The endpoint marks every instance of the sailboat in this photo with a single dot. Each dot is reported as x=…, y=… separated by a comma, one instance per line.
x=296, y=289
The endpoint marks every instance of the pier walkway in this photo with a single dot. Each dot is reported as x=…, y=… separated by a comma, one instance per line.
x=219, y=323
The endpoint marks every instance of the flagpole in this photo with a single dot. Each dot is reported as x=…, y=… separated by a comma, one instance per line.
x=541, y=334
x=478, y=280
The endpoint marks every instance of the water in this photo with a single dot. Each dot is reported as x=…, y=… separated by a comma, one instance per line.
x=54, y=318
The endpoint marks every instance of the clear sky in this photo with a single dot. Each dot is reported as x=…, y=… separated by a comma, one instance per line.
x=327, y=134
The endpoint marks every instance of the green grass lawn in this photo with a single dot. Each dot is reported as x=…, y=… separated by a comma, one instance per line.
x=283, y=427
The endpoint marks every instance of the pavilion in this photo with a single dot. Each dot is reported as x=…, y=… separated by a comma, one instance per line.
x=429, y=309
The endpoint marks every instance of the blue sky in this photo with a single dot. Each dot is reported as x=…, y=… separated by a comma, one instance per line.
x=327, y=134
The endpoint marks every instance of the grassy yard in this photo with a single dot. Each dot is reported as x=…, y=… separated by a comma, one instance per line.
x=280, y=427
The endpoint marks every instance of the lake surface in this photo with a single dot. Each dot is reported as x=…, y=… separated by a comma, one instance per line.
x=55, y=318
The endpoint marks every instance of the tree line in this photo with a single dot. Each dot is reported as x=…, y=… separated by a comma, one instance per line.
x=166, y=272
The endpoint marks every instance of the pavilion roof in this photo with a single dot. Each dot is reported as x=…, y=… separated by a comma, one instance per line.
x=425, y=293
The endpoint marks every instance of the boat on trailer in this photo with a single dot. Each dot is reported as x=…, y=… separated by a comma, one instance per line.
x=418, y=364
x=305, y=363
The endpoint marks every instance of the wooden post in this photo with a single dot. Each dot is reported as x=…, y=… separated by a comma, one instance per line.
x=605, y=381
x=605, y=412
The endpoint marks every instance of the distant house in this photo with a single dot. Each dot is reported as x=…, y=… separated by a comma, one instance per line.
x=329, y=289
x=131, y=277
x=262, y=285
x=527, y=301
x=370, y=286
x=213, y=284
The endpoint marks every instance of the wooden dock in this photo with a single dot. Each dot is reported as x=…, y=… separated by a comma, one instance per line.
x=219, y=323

* _Goal of the exercise_:
In your answer, repeat each line of the material word for word.

* _Completed exercise_:
The endpoint marks every instance of the sailboat in this photo with a single dot. Each dot is reported as x=…, y=… separated by a comma, one instance per line.
x=296, y=289
The endpoint marks every instance of the pier walkway in this photo with a single dot. Each dot is reported as x=…, y=… separated by a comma, one instance per line.
x=219, y=323
The endpoint marks every instance of the flagpole in this photo with a single dot. Each dot is reported as x=…, y=… separated by a comma, one instance per line.
x=541, y=334
x=478, y=280
The endpoint marks every instance of the water in this photo with a single dot. Each dot is reported as x=…, y=… separated by a comma, one instance per line.
x=54, y=318
The endpoint marks every instance of the clear sky in this photo with a single dot. Each dot is reported as x=…, y=… separated by a comma, one instance per line.
x=327, y=134
The endpoint marks every instance of the green grass lawn in this photo with a single dot. Each dot is reported as x=…, y=… separated by a comma, one instance per line.
x=283, y=427
The endpoint marks every instance of the pavilion in this photo with a single dot. Each dot is reported as x=…, y=… separated by a comma, one instance per line.
x=429, y=309
The endpoint marks every instance of the blue sky in this photo with a single dot. Each dot is reported as x=…, y=… separated by a comma, one instance per line.
x=327, y=134
The endpoint marks every instance of the grassy yard in this photo with a single dot. Each dot is reported as x=…, y=… separated by a comma, one instance per line.
x=280, y=427
The endpoint marks every instance of the lake surface in this photo with a single dot. Each dot is reported as x=…, y=… separated by a comma, one instance per line.
x=55, y=318
The endpoint marks every instance of the tree line in this photo with a single dot. Each dot is reported as x=…, y=… separated by a comma, one instance per line.
x=166, y=272
The endpoint marks every instance of the pavilion roof in this photo with a single dot. Each dot is reported as x=…, y=… separated by a comma, one instance per line.
x=425, y=293
The endpoint marks every instance of the boat on trailer in this photo with a single dot. Each dot is reported as x=…, y=… separated by a comma, one instance per line.
x=418, y=364
x=305, y=363
The endpoint marks every instance of the wooden post in this photo with a single dot. Each dot is reported as x=…, y=… separated by a comma, one instance per line.
x=605, y=381
x=605, y=412
The endpoint marks every instance of the distant house in this photo with a single dot. Each dot is reported as x=…, y=… separated by a comma, one instance per line.
x=329, y=289
x=131, y=277
x=262, y=285
x=527, y=301
x=370, y=286
x=213, y=284
The endpoint marks every instance of the wooden dock in this photo with a single dot. Each dot is reported as x=…, y=… separated by a comma, one instance per line.
x=219, y=323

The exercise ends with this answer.